» **SELECTED TEXT**
Find the Right Talent for Your Gym in a Tight Labor Market

Many health clubs rely on IHRSA’s newest research to gain insider knowledge on employee compensation and benefits. Here’s how the report has helped gym owners make the perfect hire.

Studios are everywhere, and clubs, too, are growing in number. Today, in many markets, consumers have a plethora of fitness venues to choose from.

In this hypercompetitive market, IHRSA clubs are vying for members—and employees—as the national unemployment rate hovers around 4%.

“As one of the two major athletic clubs in our area, we find it a bit challenging to attract experienced, knowledgeable fitness professionals,” reports Christine Cate, the human resources director at the Hampshire Hills Athletic Club in Milford, NH. “The tight labor market has meant that we have to be more aggressive in our marketing.”

A 110,000-square-foot, family-oriented, multipurpose club, Hampshire Hills has 40 full-time and 200 part-time employees, who serve some 3,500 members.

And, once you find them, how do you hold on to valued employees—those talented, experienced, and ambitious managers, or those charismatic instructors and personal trainers—who underlie your business’ success?

You need to create a motivating and rewarding environment, offering fair pay and benefits, that excites employees about doing their jobs, suggests Francesca Schuler, the CEO of In-Shape, a chain of more than 65 full-service clubs based in Stockton, CA. “We strive to provide the best place to work in all of our markets. Our team is always looking for new ways to stay ahead of the competition—with respect to everything from culture, to competitive salaries, to the opportunity to develop a real career in fitness.”

As Schuler acknowledges, a key component of a “best place to work” is a fair and equitable salary and benefits package, but, having said that, you have to be realistic about budgetary constraints.

“The tight labor market has meant that we have to be more aggressive in our marketing.”

Christine Cate, Human Resources Director

Hampshire Hills Athletic Club - Milford, NH

But where can you turn to find reliable benchmarks for various club positions?

Pointing and labeling entries:
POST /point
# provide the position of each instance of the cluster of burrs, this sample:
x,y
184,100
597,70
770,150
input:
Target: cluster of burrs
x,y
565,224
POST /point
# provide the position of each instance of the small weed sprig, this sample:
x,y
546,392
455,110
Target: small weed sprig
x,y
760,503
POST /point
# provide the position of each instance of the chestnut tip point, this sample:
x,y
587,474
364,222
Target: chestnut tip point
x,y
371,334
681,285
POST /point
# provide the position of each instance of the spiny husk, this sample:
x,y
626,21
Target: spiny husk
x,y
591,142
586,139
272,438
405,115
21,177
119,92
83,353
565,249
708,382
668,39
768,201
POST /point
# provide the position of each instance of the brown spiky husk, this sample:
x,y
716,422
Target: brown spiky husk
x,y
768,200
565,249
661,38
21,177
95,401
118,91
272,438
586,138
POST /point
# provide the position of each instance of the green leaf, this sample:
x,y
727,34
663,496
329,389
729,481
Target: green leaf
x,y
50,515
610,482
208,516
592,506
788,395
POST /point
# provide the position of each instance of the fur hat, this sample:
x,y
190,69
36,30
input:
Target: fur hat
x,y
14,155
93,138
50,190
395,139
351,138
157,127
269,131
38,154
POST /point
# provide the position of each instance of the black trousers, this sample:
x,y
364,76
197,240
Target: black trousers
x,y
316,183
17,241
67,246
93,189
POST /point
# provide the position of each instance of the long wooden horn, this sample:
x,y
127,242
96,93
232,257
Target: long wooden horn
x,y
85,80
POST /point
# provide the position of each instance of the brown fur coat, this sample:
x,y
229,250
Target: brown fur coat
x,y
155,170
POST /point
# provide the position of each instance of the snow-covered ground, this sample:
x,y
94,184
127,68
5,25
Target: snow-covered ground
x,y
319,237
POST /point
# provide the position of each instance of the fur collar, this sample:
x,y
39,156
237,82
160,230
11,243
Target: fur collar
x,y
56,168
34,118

» **WHAT TO WORK ON**
**A.** According to the gym hiring article, how many full-time and part-time employees does Hampshire Hills have?
**B.** Write the next part of the article on hiring gym staff, picking up after its final sentence.

» **EXPECTED RESPONSES**
**A.** It has 40 full-time and 200 part-time employees.

**B.**
A good place to start is the 2019 IHRSA Health Club Employee Compensation & Benefits Report. Produced every two years for the past two decades, this year’s report is an 89-page guide based on a confidential survey of 61 member companies, representing more than 248 North American fitness facilities.

Insights into Staffing Practices

By employing the report, club operators and managers easily can compare their compensation rates for approximately 50 common job titles, including those for corporate and senior management, salaried, and hourly employees.

The data also is categorized by geographical region, club type, and club size.

The 2019 edition includes a number of new features, says Melissa Rodriguez, IHRSA’s senior research manager, including information on employee turnover and recruitment practices.

“Nearly half (47.5%) of the respondents cited employee referrals as the most successful tool for recruiting employees,” says Rodriguez. “The internet/website ranked a distant second at 30.5%. The respondents also indicated that it took about two months to fill executive and senior-level management positions; a little more than a month to fill management positions; and less than one month to fill non-management positions.”

The report can be used to determine if health club compensation and benefits packages are on target, says Jay Ablondi, IHRSA’s executive vice president of global products.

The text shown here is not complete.